## INSTRUCTIONS TO FOLLOW
Reproduce only the lines from the one containing "the blue cap" through the end of the data, exactly as they stand.
"""
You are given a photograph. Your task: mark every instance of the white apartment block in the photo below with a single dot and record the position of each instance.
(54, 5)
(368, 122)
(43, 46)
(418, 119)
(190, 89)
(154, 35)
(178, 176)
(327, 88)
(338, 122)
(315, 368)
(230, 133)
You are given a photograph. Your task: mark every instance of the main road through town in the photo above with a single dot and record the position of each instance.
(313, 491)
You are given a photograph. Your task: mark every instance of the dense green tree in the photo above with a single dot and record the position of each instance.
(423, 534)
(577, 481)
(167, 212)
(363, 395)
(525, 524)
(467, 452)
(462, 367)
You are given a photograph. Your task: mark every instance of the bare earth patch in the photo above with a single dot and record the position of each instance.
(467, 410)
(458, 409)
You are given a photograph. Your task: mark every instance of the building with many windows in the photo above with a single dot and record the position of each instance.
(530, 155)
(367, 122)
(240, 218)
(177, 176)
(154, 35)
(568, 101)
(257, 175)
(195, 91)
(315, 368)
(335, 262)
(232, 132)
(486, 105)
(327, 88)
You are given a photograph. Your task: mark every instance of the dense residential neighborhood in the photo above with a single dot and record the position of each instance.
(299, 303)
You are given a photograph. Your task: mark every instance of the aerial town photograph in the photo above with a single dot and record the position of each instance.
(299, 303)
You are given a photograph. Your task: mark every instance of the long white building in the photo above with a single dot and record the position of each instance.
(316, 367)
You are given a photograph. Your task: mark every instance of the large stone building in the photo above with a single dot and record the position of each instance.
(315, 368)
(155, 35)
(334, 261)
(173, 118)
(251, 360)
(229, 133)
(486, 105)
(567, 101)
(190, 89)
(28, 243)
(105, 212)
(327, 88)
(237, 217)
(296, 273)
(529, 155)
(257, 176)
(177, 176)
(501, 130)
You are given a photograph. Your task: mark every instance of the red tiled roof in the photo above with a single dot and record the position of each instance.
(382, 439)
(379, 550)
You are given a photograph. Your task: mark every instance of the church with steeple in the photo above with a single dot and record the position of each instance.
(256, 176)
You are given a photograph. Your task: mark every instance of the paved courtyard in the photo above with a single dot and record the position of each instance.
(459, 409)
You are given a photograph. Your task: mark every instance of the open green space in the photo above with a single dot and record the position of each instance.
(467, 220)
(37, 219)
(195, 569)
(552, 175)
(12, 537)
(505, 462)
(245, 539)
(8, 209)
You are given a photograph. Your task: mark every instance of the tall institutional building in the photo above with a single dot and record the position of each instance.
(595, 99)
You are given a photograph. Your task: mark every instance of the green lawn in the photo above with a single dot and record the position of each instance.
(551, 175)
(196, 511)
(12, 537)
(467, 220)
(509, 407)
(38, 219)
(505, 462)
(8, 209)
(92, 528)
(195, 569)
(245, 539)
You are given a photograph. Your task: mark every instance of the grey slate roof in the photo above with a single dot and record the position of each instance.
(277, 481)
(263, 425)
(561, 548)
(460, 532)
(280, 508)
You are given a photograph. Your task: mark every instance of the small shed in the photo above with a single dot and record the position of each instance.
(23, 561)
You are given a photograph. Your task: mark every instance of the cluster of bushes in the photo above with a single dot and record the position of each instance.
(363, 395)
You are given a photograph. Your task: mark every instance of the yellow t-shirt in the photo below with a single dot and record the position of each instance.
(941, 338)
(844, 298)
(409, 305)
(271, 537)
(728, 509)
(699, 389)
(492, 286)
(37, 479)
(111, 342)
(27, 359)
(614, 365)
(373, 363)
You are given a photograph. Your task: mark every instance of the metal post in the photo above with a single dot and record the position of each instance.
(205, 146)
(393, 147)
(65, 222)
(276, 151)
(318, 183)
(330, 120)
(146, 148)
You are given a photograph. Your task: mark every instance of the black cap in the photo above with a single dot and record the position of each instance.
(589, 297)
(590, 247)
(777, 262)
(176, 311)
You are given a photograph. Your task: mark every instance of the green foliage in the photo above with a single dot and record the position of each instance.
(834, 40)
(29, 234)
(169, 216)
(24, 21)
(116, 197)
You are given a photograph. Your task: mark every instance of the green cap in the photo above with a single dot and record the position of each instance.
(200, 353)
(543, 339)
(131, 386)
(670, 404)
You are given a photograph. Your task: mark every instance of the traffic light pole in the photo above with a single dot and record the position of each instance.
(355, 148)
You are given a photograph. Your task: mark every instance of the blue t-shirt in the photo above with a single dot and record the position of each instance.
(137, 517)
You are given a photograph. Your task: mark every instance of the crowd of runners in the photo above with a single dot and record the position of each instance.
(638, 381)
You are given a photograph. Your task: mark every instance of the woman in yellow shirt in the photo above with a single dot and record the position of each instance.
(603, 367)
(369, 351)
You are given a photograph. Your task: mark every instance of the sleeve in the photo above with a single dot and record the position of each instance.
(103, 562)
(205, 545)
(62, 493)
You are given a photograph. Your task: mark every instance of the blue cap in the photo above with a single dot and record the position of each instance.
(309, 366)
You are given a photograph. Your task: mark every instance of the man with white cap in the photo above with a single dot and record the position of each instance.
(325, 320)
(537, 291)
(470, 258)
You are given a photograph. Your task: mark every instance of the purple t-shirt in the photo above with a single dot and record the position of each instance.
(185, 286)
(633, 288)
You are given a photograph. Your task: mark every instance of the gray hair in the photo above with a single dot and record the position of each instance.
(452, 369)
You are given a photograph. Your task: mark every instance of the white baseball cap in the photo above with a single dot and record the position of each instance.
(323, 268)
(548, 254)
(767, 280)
"""
## TASK RESULT
You are given a photograph. Your task: mark every instance of the blue cap in the photo above with a single dot and record the position of each instance.
(309, 366)
You are given a photograph. Your task: mark every instance of the man with white cap in the photo above with a single dot and record the position of each instance.
(325, 320)
(537, 291)
(470, 258)
You are given a photograph. Your task: mark every instance of the purple t-shirt in the photo above with a single dot and record the position of each instance.
(185, 286)
(633, 288)
You are given a photograph. Your task: mark every instance of the gray hair in the photo above with a single dot and record the position of each instance.
(452, 369)
You are given a photograph. Your task: mark every instance of the white baseball cap in the photo above with a single dot and record the position of each instance.
(323, 268)
(548, 254)
(767, 280)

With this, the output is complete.